Do this:
Copy out verbatim the part of the items below that opens with the line containing "Pick out each instance of the white ceiling" and closes with the line containing "x=180 y=175", including both of those lines. Reproduce nothing outside that span.
::: Given records
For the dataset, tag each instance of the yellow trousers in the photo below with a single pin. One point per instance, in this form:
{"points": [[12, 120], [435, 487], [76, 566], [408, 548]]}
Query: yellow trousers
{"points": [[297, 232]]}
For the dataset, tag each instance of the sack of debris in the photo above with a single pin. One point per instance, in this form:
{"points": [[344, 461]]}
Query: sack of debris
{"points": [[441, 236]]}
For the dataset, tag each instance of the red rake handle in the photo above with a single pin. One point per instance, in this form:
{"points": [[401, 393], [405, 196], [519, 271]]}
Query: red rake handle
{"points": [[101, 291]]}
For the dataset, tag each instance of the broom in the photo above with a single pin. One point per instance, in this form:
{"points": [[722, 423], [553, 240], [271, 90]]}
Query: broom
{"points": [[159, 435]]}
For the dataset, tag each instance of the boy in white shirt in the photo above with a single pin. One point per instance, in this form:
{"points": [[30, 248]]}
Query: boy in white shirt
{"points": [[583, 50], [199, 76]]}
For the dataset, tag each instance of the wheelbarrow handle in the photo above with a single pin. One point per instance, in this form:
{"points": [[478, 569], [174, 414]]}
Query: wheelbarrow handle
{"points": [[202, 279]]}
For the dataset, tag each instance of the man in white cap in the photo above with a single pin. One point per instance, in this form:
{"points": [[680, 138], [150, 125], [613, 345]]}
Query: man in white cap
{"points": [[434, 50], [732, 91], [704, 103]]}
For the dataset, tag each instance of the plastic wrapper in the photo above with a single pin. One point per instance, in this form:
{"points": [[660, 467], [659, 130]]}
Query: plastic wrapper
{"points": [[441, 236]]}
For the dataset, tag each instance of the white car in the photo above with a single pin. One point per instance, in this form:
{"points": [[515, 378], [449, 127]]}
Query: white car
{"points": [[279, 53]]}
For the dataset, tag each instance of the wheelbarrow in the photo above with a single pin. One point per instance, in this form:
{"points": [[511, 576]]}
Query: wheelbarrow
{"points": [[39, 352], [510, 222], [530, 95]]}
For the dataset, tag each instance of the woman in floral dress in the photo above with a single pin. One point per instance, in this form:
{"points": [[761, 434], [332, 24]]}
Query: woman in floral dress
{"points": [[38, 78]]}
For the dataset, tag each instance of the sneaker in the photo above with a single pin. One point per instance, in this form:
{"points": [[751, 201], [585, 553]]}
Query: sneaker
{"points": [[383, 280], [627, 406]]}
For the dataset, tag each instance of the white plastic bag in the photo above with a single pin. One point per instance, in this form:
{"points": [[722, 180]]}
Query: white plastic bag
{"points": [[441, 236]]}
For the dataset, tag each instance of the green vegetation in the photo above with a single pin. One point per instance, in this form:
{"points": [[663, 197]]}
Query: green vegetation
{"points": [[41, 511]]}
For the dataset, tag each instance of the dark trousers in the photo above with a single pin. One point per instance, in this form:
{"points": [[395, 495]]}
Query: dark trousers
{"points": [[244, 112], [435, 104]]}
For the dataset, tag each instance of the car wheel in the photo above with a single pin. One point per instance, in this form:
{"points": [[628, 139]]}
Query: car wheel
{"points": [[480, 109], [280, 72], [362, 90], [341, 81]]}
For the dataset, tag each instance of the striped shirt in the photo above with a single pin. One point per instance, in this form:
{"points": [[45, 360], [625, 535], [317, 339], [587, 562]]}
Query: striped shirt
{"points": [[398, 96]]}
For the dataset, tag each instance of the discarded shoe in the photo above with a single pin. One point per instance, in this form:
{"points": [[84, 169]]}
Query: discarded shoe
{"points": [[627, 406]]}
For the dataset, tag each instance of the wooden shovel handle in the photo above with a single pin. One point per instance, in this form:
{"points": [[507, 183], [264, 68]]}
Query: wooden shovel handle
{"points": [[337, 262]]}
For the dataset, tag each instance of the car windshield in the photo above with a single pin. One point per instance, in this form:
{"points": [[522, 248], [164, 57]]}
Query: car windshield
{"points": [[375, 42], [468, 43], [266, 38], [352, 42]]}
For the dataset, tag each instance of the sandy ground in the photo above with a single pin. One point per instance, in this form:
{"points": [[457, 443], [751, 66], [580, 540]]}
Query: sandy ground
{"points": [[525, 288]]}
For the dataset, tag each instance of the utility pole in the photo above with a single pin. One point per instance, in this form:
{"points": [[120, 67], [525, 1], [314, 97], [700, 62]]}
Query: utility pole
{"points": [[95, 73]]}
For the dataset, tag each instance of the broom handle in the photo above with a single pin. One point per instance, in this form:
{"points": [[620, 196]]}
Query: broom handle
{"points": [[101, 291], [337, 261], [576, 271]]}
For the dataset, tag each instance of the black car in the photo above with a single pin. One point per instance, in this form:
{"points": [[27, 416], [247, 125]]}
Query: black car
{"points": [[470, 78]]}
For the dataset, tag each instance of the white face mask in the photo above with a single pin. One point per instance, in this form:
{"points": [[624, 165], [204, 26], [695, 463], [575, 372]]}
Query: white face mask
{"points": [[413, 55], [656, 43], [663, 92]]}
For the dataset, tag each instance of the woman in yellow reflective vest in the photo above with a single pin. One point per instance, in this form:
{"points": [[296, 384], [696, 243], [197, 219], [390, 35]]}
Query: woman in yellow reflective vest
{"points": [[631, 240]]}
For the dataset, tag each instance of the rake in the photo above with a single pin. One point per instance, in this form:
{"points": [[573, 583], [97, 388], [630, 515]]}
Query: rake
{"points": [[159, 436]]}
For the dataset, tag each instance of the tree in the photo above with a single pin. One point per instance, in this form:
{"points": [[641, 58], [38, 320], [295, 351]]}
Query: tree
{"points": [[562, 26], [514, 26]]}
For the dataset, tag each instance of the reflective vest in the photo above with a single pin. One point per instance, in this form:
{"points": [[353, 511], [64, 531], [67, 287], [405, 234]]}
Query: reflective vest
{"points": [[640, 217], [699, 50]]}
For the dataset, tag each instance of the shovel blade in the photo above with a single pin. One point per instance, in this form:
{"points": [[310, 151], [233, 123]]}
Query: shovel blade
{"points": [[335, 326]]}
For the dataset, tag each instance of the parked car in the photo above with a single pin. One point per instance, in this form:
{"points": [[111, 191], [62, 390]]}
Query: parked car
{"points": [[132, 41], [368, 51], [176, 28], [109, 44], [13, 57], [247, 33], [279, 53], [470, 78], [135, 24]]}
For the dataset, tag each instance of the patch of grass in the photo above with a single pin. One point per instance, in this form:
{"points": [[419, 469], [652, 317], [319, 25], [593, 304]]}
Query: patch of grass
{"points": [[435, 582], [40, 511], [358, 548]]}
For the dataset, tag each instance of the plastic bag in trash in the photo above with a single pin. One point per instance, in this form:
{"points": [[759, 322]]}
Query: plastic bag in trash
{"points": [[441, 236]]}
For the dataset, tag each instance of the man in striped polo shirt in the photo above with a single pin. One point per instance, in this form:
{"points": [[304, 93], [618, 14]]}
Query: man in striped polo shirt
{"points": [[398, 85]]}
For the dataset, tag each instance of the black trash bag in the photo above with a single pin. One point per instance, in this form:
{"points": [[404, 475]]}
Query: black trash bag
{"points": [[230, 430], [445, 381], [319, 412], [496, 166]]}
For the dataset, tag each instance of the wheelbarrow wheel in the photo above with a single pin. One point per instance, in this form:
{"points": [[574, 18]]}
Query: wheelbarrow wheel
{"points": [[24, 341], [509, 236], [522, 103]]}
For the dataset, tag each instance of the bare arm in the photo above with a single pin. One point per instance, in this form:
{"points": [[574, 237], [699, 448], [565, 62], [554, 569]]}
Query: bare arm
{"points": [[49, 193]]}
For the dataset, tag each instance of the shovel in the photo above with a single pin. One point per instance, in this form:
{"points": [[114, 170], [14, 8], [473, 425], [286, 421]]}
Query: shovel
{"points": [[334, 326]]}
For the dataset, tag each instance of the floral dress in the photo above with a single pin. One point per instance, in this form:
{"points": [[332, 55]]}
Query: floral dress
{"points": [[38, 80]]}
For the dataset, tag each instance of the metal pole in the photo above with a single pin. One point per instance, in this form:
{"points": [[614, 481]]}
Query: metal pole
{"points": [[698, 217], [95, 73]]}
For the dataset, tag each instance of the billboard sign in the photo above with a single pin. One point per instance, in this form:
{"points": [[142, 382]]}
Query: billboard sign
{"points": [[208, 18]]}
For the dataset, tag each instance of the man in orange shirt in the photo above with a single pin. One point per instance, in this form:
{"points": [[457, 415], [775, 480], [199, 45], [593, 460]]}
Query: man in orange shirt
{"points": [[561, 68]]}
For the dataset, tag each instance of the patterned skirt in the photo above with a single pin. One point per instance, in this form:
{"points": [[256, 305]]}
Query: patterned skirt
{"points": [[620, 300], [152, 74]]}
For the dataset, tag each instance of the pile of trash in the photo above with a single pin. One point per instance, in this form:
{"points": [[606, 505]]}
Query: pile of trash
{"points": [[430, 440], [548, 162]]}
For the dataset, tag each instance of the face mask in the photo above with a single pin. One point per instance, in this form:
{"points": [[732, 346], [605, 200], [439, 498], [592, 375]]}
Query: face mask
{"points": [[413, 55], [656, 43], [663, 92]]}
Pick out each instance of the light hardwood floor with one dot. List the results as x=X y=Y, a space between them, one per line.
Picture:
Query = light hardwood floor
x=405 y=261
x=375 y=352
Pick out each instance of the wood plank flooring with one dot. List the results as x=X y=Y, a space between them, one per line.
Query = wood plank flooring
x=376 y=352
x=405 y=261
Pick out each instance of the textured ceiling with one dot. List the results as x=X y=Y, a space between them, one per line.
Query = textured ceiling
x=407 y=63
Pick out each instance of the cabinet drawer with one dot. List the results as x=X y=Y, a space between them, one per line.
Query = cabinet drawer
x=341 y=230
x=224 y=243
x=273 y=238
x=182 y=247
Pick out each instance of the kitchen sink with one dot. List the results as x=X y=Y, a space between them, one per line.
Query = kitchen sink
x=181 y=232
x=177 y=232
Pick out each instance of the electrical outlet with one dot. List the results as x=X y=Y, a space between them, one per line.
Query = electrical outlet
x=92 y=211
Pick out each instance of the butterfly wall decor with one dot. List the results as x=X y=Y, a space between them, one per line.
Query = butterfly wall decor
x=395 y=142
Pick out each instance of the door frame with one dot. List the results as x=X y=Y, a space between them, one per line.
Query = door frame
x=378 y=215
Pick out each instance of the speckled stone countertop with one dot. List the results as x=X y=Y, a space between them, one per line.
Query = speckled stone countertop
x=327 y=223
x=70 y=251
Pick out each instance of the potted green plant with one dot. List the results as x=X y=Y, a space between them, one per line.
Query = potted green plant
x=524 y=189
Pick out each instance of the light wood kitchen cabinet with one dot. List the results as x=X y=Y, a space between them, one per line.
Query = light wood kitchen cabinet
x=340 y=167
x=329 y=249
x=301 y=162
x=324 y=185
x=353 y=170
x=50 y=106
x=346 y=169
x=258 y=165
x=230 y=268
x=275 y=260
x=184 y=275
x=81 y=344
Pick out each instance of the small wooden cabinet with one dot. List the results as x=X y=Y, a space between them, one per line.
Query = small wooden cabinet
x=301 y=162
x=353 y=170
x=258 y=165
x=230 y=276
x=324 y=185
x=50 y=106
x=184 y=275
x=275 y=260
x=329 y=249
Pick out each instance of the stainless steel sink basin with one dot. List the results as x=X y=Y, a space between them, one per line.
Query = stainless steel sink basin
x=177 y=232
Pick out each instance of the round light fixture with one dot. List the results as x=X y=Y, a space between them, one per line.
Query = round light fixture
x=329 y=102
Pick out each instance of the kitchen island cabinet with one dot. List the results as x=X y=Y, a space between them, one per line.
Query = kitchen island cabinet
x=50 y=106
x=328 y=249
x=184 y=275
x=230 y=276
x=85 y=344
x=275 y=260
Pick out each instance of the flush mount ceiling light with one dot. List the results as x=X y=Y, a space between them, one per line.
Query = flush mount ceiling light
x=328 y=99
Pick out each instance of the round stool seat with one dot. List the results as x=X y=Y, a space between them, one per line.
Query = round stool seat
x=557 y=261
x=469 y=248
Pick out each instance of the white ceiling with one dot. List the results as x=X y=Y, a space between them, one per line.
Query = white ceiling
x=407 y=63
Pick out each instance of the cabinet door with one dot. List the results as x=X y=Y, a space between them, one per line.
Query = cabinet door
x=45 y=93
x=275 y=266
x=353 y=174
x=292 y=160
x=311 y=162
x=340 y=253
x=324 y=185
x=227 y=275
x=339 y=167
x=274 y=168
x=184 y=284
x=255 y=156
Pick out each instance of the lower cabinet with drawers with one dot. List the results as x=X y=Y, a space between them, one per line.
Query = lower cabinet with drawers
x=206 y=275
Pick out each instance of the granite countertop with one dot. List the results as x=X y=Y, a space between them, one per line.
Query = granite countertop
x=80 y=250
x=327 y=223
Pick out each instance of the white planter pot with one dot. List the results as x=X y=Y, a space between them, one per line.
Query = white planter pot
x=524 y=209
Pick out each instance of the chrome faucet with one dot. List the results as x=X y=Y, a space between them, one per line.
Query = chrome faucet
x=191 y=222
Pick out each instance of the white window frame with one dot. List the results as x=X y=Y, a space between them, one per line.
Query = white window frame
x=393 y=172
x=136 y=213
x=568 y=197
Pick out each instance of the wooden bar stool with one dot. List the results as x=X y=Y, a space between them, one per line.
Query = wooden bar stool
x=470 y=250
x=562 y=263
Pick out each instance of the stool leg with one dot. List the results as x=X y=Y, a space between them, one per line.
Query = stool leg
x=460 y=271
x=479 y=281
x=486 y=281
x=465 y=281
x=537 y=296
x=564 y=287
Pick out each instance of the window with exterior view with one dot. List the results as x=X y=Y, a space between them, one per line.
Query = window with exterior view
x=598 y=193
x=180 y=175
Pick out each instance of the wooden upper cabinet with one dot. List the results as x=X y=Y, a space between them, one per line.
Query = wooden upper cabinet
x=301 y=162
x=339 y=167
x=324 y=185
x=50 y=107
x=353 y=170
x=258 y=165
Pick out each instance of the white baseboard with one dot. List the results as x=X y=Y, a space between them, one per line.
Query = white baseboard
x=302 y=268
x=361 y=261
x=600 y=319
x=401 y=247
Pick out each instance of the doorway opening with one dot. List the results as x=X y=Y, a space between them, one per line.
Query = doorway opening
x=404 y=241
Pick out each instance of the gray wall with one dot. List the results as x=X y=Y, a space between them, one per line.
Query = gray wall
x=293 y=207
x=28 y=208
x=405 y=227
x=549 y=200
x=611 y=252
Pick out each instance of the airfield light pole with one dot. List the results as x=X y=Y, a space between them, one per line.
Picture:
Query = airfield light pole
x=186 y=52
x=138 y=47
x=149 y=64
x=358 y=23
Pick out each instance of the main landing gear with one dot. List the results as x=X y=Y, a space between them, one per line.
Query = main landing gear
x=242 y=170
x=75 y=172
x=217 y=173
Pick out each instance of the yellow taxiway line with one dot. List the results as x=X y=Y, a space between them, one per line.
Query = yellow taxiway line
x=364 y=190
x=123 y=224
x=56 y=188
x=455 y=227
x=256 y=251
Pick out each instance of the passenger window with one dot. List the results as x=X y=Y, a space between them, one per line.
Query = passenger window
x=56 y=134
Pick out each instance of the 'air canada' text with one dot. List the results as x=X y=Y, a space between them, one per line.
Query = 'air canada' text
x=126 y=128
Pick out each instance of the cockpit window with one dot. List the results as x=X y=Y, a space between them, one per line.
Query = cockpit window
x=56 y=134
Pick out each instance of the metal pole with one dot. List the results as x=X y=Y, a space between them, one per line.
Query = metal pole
::::::
Answer below:
Pick out each instance of the white ceiling with one dot. List the results as x=X y=Y, a space between them, one per line.
Query = white ceiling
x=407 y=63
Pick out each instance of the cabinet door with one dot. List the results as x=X y=Y, a space between them, one per line.
Query = cabinet door
x=45 y=93
x=275 y=266
x=353 y=174
x=292 y=160
x=311 y=162
x=340 y=253
x=324 y=185
x=227 y=275
x=339 y=167
x=274 y=168
x=184 y=284
x=255 y=156
Pick out each instance of the lower cabinet with drawers with one dot. List the results as x=X y=Y, a space between them, one per line.
Query = lower cabinet with drawers
x=206 y=275
Pick out each instance of the granite countertop with one dot. List the results as x=X y=Y, a space between them, one per line.
Query = granite countertop
x=80 y=250
x=327 y=223
Pick out each instance of the white planter pot with one dot. List the results as x=X y=Y, a space between them, one per line.
Query = white planter pot
x=524 y=209
Pick out each instance of the chrome faucet with one dot. List the results as x=X y=Y, a space between them, one per line.
Query = chrome faucet
x=191 y=222
Pick out each instance of the white window frame with one dot. List the results as x=X y=Y, a space between them, one per line.
Query = white window frame
x=393 y=172
x=136 y=213
x=568 y=197
Pick out each instance of the wooden bar stool with one dot. List the results as x=X y=Y, a space between them, one per line.
Query = wooden bar stool
x=470 y=250
x=562 y=263
Pick out each instance of the stool leg with one dot. List the results as x=X y=Y, a space between them, one per line.
Query = stool leg
x=460 y=271
x=479 y=281
x=486 y=281
x=465 y=281
x=537 y=296
x=564 y=287
Pick out each instance of the window with exterior view with one dot. List the results as x=X y=Y, a space between them, one per line.
Query = window with exterior view
x=598 y=193
x=180 y=175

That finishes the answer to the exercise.